PROBLEM STATEMENT ::
Lay out every line of the records below as a Markdown table with two columns, Row and Line. Number the rows in order and leave out blank lines.

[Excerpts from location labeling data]
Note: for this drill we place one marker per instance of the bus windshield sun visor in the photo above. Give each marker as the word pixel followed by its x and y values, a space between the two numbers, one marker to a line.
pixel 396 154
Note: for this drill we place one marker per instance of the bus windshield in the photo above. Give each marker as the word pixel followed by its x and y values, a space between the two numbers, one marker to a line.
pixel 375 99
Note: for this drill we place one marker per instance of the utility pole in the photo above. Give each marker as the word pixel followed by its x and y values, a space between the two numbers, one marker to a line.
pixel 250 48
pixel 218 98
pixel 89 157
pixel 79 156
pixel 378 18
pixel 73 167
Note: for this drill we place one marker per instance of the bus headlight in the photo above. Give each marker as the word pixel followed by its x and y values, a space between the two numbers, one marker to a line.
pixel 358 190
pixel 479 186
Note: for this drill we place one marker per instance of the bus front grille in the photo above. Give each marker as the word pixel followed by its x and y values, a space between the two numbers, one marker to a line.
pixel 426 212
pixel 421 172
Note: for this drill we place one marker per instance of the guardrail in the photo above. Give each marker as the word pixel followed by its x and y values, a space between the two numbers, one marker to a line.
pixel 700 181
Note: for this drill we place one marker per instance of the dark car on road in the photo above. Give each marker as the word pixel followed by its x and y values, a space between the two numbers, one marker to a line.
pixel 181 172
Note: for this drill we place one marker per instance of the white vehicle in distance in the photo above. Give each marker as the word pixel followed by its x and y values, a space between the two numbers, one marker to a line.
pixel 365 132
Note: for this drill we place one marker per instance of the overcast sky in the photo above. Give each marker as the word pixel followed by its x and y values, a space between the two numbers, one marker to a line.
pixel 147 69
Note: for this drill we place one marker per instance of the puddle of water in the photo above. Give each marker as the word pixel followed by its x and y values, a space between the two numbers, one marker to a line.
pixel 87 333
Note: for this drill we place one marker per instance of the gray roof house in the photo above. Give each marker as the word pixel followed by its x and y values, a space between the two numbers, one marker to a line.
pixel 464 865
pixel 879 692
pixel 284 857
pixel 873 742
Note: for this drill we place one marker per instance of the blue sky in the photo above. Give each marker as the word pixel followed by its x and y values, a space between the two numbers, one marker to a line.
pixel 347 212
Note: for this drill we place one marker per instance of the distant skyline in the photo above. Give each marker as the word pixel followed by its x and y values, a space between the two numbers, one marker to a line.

SOLUTION BELOW ::
| Row | Line |
|---|---|
| 1 | Note: for this drill we place one marker per instance of the bus windshield sun visor in the photo above. Give each marker as the word pixel followed by its x and y values, a space between the two numbers, one marker to a line. |
| 2 | pixel 396 154 |
| 3 | Note: for this drill we place one marker per instance of the bus windshield in the photo above. Give each marker as the word pixel followed by its x and y values, a space between the two numbers, one marker to a line. |
| 4 | pixel 375 99 |
| 5 | Note: for this drill we place one marker per instance of the utility pole in the photo above. Give each marker as the word pixel followed by its x and y values, a space between the two numbers, one marker to a line. |
| 6 | pixel 250 48 |
| 7 | pixel 218 98 |
| 8 | pixel 89 157 |
| 9 | pixel 79 156 |
| 10 | pixel 378 18 |
| 11 | pixel 73 167 |
| 12 | Note: for this drill we place one marker per instance of the bus headlight in the photo above. Give each marker as the word pixel followed by its x and y values, a space between the two numbers, one marker to a line. |
| 13 | pixel 358 190 |
| 14 | pixel 479 186 |
| 15 | Note: for this drill we place one marker per instance of the bus front grille in the photo above. Give each marker as the word pixel followed by its x and y values, a space between the two numbers, one marker to a line. |
| 16 | pixel 426 212 |
| 17 | pixel 421 172 |
| 18 | Note: for this drill we place one marker per instance of the guardrail in the photo above. Give each marker as the word pixel followed by its x and y values, a space between the two numbers, one marker to a line. |
| 19 | pixel 700 181 |
| 20 | Note: for this drill we place one marker per instance of the dark car on road in the photo above. Give each marker as the word pixel followed by its x and y values, a space between the two numbers, one marker to a line. |
| 21 | pixel 181 172 |
| 22 | Note: for this drill we place one marker per instance of the white vehicle in distance in the photo above. Give each marker as the word pixel followed by its x and y values, a space between the two numbers, one marker to a line. |
| 23 | pixel 365 132 |
| 24 | Note: for this drill we place one marker per instance of the overcast sky in the photo above. Give each marker as the word pixel followed by its x and y values, a space between the two numbers, one marker to a line. |
| 25 | pixel 147 69 |
| 26 | Note: for this drill we place one marker per instance of the puddle of water in the photo above. Give each marker as the word pixel followed by its x and y values, a space between the two numbers, one marker to a line. |
| 27 | pixel 87 333 |
| 28 | Note: for this drill we place one marker per instance of the gray roof house in the photo above. Give each marker as the word pixel followed by its x and y values, a space between the two numbers, one marker to a line. |
| 29 | pixel 464 865 |
| 30 | pixel 879 692 |
| 31 | pixel 284 857 |
| 32 | pixel 873 742 |
| 33 | Note: for this drill we place one marker per instance of the blue sky in the photo above. Give each marker as the word pixel followed by its x and y values, a space between the two numbers, one marker to a line. |
| 34 | pixel 347 212 |
| 35 | Note: for this drill we place one marker per instance of the distant skyline in the photo above. Give each marker as the word pixel followed by its x and y values, a space between the two numbers, one marker to a line. |